A full, exact copy of the listing is needed, with images omitted.

BEGIN

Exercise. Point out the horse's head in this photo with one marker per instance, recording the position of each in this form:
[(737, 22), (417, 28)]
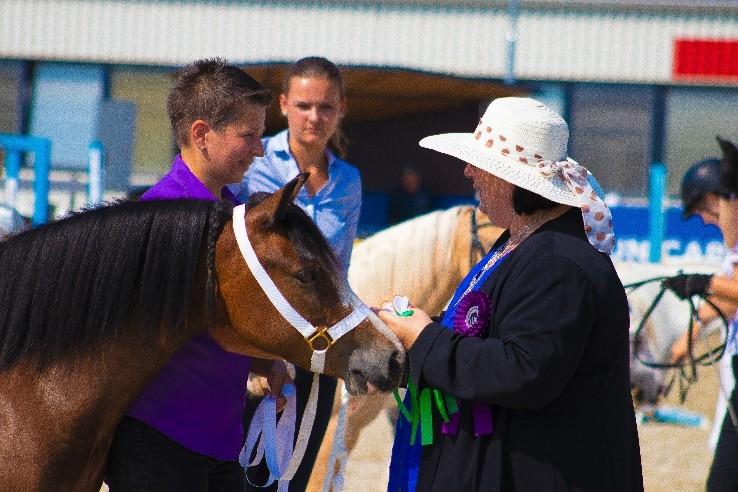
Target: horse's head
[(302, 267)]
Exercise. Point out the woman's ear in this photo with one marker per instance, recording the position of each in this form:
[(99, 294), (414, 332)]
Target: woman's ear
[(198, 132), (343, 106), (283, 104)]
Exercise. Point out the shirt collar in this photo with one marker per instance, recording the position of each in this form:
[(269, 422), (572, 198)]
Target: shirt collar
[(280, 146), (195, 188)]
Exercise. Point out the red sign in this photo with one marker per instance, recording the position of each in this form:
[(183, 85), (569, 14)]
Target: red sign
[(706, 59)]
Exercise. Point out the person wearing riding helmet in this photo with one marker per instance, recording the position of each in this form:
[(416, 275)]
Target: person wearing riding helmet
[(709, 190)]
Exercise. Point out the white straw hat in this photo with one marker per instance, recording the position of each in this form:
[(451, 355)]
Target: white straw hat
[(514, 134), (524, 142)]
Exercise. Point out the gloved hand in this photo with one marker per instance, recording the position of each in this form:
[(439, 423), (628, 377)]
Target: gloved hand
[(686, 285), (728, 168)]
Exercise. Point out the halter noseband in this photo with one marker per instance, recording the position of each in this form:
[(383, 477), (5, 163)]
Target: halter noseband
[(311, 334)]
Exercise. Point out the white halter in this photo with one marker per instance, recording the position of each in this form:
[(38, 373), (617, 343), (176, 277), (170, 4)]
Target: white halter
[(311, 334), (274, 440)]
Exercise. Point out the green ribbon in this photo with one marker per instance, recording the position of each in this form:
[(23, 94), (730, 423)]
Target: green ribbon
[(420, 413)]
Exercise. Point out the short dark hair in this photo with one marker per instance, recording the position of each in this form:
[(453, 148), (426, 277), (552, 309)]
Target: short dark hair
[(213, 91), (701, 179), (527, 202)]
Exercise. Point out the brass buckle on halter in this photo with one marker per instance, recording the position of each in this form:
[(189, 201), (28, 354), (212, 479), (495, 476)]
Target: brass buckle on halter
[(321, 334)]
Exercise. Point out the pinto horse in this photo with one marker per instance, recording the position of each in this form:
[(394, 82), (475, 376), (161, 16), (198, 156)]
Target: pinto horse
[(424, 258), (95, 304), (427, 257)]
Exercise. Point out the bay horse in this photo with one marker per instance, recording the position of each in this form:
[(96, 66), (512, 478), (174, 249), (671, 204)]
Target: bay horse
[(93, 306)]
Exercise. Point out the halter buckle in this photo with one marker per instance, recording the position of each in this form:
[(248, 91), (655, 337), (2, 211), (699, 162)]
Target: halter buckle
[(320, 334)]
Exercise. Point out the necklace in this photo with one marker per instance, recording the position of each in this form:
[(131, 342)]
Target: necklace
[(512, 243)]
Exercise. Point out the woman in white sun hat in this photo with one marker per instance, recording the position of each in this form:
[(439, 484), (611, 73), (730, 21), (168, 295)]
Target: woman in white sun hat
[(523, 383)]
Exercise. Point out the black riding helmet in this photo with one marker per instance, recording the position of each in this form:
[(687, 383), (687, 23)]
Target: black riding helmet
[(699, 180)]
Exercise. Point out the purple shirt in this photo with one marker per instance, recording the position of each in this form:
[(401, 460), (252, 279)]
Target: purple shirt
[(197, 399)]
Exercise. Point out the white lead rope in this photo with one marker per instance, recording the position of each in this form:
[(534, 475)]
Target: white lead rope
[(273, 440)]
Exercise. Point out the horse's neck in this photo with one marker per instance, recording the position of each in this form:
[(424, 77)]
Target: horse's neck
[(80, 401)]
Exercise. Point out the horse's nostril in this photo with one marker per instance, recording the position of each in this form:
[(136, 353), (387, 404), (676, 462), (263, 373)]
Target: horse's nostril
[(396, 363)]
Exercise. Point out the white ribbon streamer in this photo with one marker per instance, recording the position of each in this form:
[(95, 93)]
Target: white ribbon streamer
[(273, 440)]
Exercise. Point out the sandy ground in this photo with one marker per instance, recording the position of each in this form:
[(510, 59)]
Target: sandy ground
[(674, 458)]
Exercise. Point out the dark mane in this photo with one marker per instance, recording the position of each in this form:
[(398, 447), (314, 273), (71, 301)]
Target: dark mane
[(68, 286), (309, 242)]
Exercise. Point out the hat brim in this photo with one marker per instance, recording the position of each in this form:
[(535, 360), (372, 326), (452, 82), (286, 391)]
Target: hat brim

END

ANSWER TO THE PROBLEM.
Exercise. Point out the horse's head in this photo with one marker per instance, recording the position of each in this form:
[(737, 22), (417, 28)]
Target: horse's head
[(302, 267)]
Exercise. Point out the woman's ear in this photo with one marker per instance, recording the position of each in this form:
[(99, 294), (414, 332)]
Target: woman's ear
[(198, 132), (343, 106), (283, 104)]
Exercise. Point out the shirt collar in this photo with one marker per instance, recording the position of each in this form:
[(269, 422), (572, 198)]
Target: shirt collar
[(280, 146), (195, 188)]
Exercise. Point out the red sign in this photo with one marker per instance, recording the position of each in this form:
[(183, 85), (569, 14)]
Target: red sign
[(706, 59)]
Exercise. Point out the person wearing riding helmet in this photo with one marker per instance, recording the position of each in this form:
[(416, 275)]
Target: person wearing riding helmet
[(709, 190)]
Exercise. Point out the white straw hat in this photo with one marker per instance, recording the position of each in this form:
[(451, 355)]
Target: white straw hat
[(514, 134), (524, 142)]
Exercise. Point out the gloved hand in this photo with one marker per instance, recording the position of each in this form:
[(439, 423), (628, 377)]
Target: gloved hand
[(686, 285), (728, 168)]
Exercise. Point out the halter noseband in this photo with one marker per instance, recording the position of each in this form:
[(383, 477), (5, 163)]
Target: halter noseband
[(311, 334)]
Exercise. Point out the white halter in this photo with one marker per instance, recording the position of each in this form:
[(38, 373), (617, 343), (176, 277), (170, 4)]
Target: white halter
[(311, 334), (274, 440)]
Exercise. Point out the green ribbon in this photo with one marker per instance, recording the position of each in this form:
[(23, 94), (730, 423)]
Target: green ribbon
[(420, 413)]
Exercise. Point out the short dark hair in this photo with one marker per instance, recording the position of each in this form:
[(453, 148), (426, 277), (552, 309)]
Target: short dark hair
[(213, 91), (701, 179), (527, 202)]
Exercise. Point out the brass buckle on halter in this photo with one marker per instance, recording the position of each in this form:
[(189, 201), (28, 354), (212, 479), (495, 476)]
Target: brass buckle on halter
[(321, 334)]
Exercise. Point out the pinto horse in this photo with one marker per instance, recording the position of each in this form:
[(394, 82), (475, 376), (161, 16), (198, 156)]
Target: pinto horse
[(424, 258), (95, 304), (427, 257)]
Exercise. Point out the bay horse in this photo with one marker per instance, recording the position of each in this form:
[(96, 66), (512, 478), (174, 249), (671, 204)]
Target: bay horse
[(93, 306)]
Exercise. Point out the halter buckle in this photo with one marker per instance, recording the position of each in this form:
[(248, 91), (655, 337), (2, 211), (699, 162)]
Target: halter buckle
[(320, 334)]
Exercise. Point out the necklace in this photo with one marker per instance, recording the position of each in this form:
[(131, 342)]
Target: necklace
[(512, 243)]
Exercise. Point out the woman in white sun hat in this photo with one marker per instance, recording the position of each in this form:
[(439, 484), (611, 73), (730, 21), (168, 295)]
Target: woman in white sun hat
[(523, 383)]
Exercise. Point out the black riding helmet in this photo with one marker per instance, recording the position of each in this form:
[(687, 383), (687, 23)]
Target: black riding helmet
[(699, 180)]
Exercise. Point out the purple shirt in this photo with one marker per instance, recording the position of each in this form:
[(401, 460), (252, 279)]
Target: purple shirt
[(197, 399)]
Exercise. Point out the white lead rope in this photo with one marker per instance, recording the position of each in this form:
[(534, 475)]
Target: white lead rope
[(273, 440)]
Exercise. Point out the horse's neck in this photo with one marker per instance, recording the position of each in this form:
[(424, 77)]
Target: horse's neck
[(80, 401)]
Exercise. Point out the horse's nostril in this photo with one marker per instance, recording the position of each in this form:
[(136, 353), (387, 404), (676, 462), (263, 373)]
Target: horse's nostril
[(396, 363)]
Exercise. Point out the white ribbon streamer in this photo with one marker per instance, recording the position of each in this form:
[(95, 93)]
Target: white ribbon streamer
[(273, 440)]
Exercise. Point out the sandy ground in this photo with one marker per instance, recording the position of each in this form:
[(510, 59)]
Target: sandy ground
[(674, 458)]
Exercise. Point out the dark mane in this photo with one marker per instance, recording the position of each in this form:
[(398, 447), (314, 273), (71, 301)]
Target: dark mane
[(68, 286), (309, 242)]
Exercise. Point out the hat brim in this photo with one marker per instance, recording the position of each in this form:
[(535, 360), (372, 326), (452, 82), (286, 391)]
Target: hat brim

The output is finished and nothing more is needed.